### What you should do
Convert the entries below into a JSON list of strings, with one string per line and blank lines omitted. Leave the pictures out of the list.

# START OF Data lines

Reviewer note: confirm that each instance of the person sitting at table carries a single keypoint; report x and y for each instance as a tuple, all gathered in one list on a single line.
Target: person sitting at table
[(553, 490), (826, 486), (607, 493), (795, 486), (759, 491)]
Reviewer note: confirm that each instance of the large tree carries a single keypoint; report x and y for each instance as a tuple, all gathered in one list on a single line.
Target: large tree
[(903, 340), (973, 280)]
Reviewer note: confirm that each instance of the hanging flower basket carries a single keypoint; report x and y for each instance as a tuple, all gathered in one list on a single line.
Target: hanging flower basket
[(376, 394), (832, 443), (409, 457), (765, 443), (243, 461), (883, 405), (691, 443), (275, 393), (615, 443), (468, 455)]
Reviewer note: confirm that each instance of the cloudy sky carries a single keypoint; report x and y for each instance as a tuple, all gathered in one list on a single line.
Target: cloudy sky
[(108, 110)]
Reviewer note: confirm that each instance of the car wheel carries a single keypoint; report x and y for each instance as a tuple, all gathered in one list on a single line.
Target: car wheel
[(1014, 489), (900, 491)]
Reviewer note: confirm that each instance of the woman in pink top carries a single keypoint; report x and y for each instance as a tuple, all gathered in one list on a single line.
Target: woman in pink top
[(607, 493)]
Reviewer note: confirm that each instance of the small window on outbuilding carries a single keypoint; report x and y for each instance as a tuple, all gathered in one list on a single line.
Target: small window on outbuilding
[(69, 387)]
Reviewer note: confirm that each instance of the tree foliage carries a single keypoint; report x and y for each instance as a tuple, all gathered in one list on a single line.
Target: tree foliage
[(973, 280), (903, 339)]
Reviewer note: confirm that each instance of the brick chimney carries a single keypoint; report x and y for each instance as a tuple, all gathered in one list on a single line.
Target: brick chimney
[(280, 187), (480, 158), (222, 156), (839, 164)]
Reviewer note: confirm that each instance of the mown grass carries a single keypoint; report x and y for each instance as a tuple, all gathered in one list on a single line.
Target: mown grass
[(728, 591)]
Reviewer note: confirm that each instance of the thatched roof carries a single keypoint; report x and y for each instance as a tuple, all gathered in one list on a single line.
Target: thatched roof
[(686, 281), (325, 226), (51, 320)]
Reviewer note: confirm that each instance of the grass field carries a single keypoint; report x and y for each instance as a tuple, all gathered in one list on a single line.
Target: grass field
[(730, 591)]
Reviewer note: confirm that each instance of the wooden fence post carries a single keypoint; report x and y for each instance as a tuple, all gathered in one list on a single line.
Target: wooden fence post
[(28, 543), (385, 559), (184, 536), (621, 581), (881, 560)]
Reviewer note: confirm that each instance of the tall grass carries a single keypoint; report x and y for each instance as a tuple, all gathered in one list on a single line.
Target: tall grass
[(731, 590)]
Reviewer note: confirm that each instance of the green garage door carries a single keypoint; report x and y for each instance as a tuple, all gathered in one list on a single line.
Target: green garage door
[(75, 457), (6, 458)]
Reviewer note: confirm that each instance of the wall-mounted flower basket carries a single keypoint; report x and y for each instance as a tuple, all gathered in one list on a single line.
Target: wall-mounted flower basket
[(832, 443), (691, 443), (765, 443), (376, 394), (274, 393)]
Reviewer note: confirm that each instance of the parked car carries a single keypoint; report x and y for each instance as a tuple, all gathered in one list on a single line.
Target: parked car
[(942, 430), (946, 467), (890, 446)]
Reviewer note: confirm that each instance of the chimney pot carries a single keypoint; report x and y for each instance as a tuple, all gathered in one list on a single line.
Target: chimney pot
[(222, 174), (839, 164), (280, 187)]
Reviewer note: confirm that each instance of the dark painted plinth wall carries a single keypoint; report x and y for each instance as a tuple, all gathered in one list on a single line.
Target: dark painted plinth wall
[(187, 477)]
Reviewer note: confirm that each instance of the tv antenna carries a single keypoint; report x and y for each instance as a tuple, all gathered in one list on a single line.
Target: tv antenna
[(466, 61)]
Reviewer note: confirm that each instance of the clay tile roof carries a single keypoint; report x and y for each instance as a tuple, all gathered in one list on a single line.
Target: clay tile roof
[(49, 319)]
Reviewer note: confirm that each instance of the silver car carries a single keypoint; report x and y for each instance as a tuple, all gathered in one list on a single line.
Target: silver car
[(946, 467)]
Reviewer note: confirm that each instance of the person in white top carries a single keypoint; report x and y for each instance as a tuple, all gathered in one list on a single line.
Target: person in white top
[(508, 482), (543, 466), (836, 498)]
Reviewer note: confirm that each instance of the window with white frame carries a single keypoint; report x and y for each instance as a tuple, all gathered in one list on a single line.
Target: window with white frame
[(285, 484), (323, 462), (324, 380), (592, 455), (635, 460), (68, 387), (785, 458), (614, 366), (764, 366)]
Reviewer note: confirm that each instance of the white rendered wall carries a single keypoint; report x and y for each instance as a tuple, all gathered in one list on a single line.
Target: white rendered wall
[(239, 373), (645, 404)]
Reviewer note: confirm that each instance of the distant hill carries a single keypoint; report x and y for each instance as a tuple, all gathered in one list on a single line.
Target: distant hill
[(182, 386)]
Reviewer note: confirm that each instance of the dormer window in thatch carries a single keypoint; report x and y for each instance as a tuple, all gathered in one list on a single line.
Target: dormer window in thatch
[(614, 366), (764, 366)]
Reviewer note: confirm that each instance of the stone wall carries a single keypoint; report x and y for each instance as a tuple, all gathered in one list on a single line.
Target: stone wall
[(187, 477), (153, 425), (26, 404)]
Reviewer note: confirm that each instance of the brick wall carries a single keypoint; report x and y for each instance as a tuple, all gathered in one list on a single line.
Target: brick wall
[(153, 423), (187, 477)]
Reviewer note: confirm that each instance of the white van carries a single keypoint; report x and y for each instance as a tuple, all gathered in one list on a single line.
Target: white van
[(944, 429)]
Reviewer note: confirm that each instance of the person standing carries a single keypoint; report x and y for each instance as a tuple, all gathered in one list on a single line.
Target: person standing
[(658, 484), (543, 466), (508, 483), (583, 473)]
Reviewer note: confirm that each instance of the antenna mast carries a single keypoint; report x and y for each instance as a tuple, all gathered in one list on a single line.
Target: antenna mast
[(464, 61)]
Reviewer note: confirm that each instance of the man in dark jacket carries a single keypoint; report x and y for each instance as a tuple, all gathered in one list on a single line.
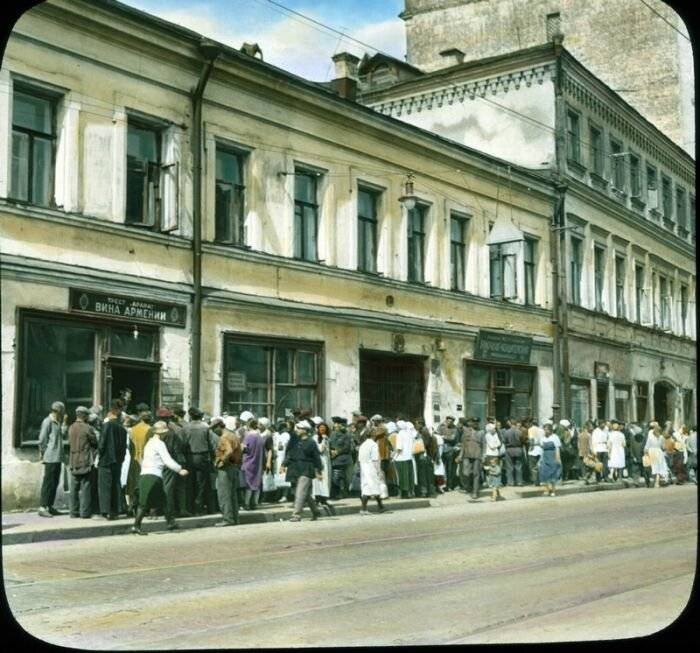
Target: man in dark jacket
[(471, 450), (83, 447), (111, 448), (514, 452), (202, 444), (308, 465), (173, 482), (448, 431), (341, 457)]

# END OF Data lines

### The completed task
[
  "Reviewer note: confirm that each instance of the person sitting at table carries a single keypoint; report x and y for each instance as a tuple, all gathered in one list on a single line.",
  "Target: person sitting at table",
  "[(553, 490), (826, 486), (607, 493), (795, 486), (759, 491)]",
  "Reviewer note: confirm that each instance of the large tree carries a single keypoint; report x and y for each instance as a tuple, all gathered in one list on a single line.",
  "Target: large tree",
  "[(903, 340), (973, 280)]",
  "Reviewer note: confirm that each instance of the hanging flower basket carries a single keypoint; report x and y for each instance as a tuple, all gathered in one list on a single line.",
  "Target: hanging flower basket",
  "[(376, 394), (832, 443), (409, 457), (765, 443), (243, 461), (883, 405), (691, 443), (275, 393), (615, 443), (468, 455)]",
  "Reviewer note: confirm that each instance of the cloudy sky carries a single keypoint; report x and y for each instance as a tuple, all gathered in one list on a single line.",
  "Target: cloudy sky",
  "[(108, 110)]",
  "Reviewer note: confirm that each instance of the car wheel carries a single keypoint; report x and y for each instance as a tuple, all gathered in one list on a single line.",
  "Target: car wheel",
  "[(1014, 489), (900, 491)]",
  "Reviewer note: confirm that each instance of the woman in pink top carries a single keypoint; report x and y for each instance as a tuple, all gathered in one list on a single line.",
  "Target: woman in pink top",
  "[(607, 493)]",
  "Reviewer note: confirm that each instance of the small window on outbuilding carries a single keypoint; report x and y for each instance as a tuple, all gathered in one list on a single line.",
  "Target: small window on outbuilding",
  "[(69, 387)]",
  "Reviewer note: confirm that each instance of the tree foliage carries a single keypoint; report x and y for each instance as a tuple, all gathered in one list on a single line.",
  "Target: tree foliage",
  "[(973, 280), (903, 339)]",
  "Reviewer note: confirm that each instance of the brick chimney carries a single keypoint; report x and y for each instance as a tuple, all gathered in one list on a single line.",
  "Target: brick chimney",
  "[(280, 187), (480, 158), (222, 156), (839, 164)]",
  "Reviewer note: confirm that each instance of the mown grass carries a single keypoint; report x and y for each instance as a tuple, all gathered in one list on a single line.",
  "Target: mown grass",
  "[(728, 591)]",
  "Reviewer note: confirm that each instance of the thatched roof carries a single keypoint; report x and y for each instance as a tuple, all gathered in one list on a single line.",
  "Target: thatched roof",
  "[(686, 281), (325, 226), (51, 320)]",
  "Reviewer note: confirm that each instance of the grass field carries a single keypoint; report x and y for each instance as a tuple, all gathered in one list on a single line.",
  "Target: grass field",
  "[(730, 591)]",
  "Reviewer note: confirm that each instance of the wooden fence post carries a single keypoint; report x and y for each instance as a tuple, all gathered in one list on a single line.",
  "Target: wooden fence post",
  "[(28, 543), (385, 559), (184, 536), (621, 581), (881, 560)]",
  "Reviewer note: confirm that each instance of the tall grass carries a single keypoint; report x and y for each instance as a tuple, all gathered in one list on a single line.",
  "Target: tall grass",
  "[(731, 590)]",
  "Reviewer note: confirm that each instance of the green garage door carries a single keypoint; report x and y for each instance as a tuple, all gathered in one list on a single line.",
  "Target: green garage door",
  "[(75, 457), (6, 458)]",
  "Reviewer note: confirm that each instance of the wall-mounted flower basket carries a single keypoint; report x and y for each instance as a tuple, all gathered in one list on a single line.",
  "Target: wall-mounted flower basket",
  "[(832, 443), (691, 443), (765, 443), (376, 394), (274, 393)]",
  "Reviewer note: confirm that each instance of the parked car carries a single keypoint; report x and y for each instance as a tuple, all gathered in one list on a single line.",
  "Target: parked car",
  "[(942, 430), (946, 467), (890, 446)]",
  "Reviewer note: confirm that each instance of the chimney pot carries a single keypoint; report x and y for each instance as a tuple, all gathered in one list on a single line.",
  "Target: chimney pot",
  "[(222, 174), (839, 164), (280, 187)]",
  "Reviewer note: confirm that each instance of the dark painted plinth wall carries a single keypoint; report x and y for each instance as a tuple, all gathered in one list on a single line.",
  "Target: dark painted plinth wall",
  "[(187, 477)]",
  "Reviewer note: confirm that each instance of the tv antenna carries a single keypoint; report x and y for each instance as a tuple, all gathered in one list on a single line.",
  "Target: tv antenna",
  "[(466, 61)]",
  "Reviewer note: confirm that each instance of the clay tile roof carries a single keypoint; report x and y for each instance as a tuple, all gathered in one list on a single line.",
  "Target: clay tile roof",
  "[(49, 319)]",
  "Reviewer note: confirm that each instance of the silver car carries a single keypoint; report x and y for each instance as a tuple, all gathered in one list on a single line.",
  "Target: silver car",
  "[(946, 467)]",
  "Reviewer note: confirm that each instance of the person in white top carries a single keypoint; report x and y for each instance as a tuple, all gathered in one list on a single line.",
  "Target: person in white top",
  "[(508, 482), (543, 466), (836, 498)]",
  "Reviewer note: confirm that each instance of the window with white frame carries a single keypoint; report x and y for each instance as a tuple, all gathered in one list on a single line.",
  "Target: window with white frame",
  "[(285, 484), (323, 462), (324, 380), (592, 455), (635, 460), (68, 387), (785, 458), (614, 366), (764, 366)]",
  "Reviewer note: confirm that each instance of the white rendered wall carries a single keypoint; report x and y for each instance as a tuple, all gathered in one list on a single line.",
  "Target: white rendered wall",
  "[(239, 373), (645, 404)]",
  "Reviewer note: confirm that each instance of the distant hill carries a single keypoint; report x and y for each instance as a tuple, all gathered in one list on a single line.",
  "Target: distant hill",
  "[(182, 386)]",
  "Reviewer note: confirm that each instance of the dormer window in thatch carries a single keypoint; report x and y for each instance as a tuple, all gathered in one list on a single line.",
  "Target: dormer window in thatch",
  "[(614, 366), (764, 366)]",
  "Reviewer note: confirm that each instance of the stone wall carries a single keypoint; report x and y for each instance as a tuple, all gathered in one list on a single line.",
  "Target: stone wall",
  "[(187, 477), (153, 425), (26, 404)]",
  "Reviewer note: confirm that each instance of the brick wall carries a single keypoint; report x and y for each instance as a tuple, all gathered in one list on a single line.",
  "Target: brick wall",
  "[(153, 423), (187, 477)]",
  "Reviewer note: confirm that each instance of the white van carries a single keypoint; report x and y for each instance as a tuple, all gathered in one list on a single line.",
  "Target: white van",
  "[(944, 429)]",
  "Reviewer note: confirm that each instance of the person standing carries a single keypoint; report x and y for each instance as a tuple, all gathered in one list on a single line.",
  "Target: person standing",
  "[(658, 484), (543, 466), (508, 483), (583, 473)]",
  "Reviewer note: confirm that each instance of the antenna mast carries a single keypoint; report x and y for each instance as a tuple, all gathered in one list on a single line.",
  "Target: antenna mast",
  "[(464, 61)]",
  "Reviewer note: confirm that each instance of the man in dark jacket carries a single keypoint; report x and y for each instance as a tuple, all gathered in one list on a single line.",
  "Target: man in dark jacket",
  "[(471, 450), (83, 447), (111, 448), (514, 452), (202, 444), (308, 465), (173, 482), (448, 431), (341, 457)]"
]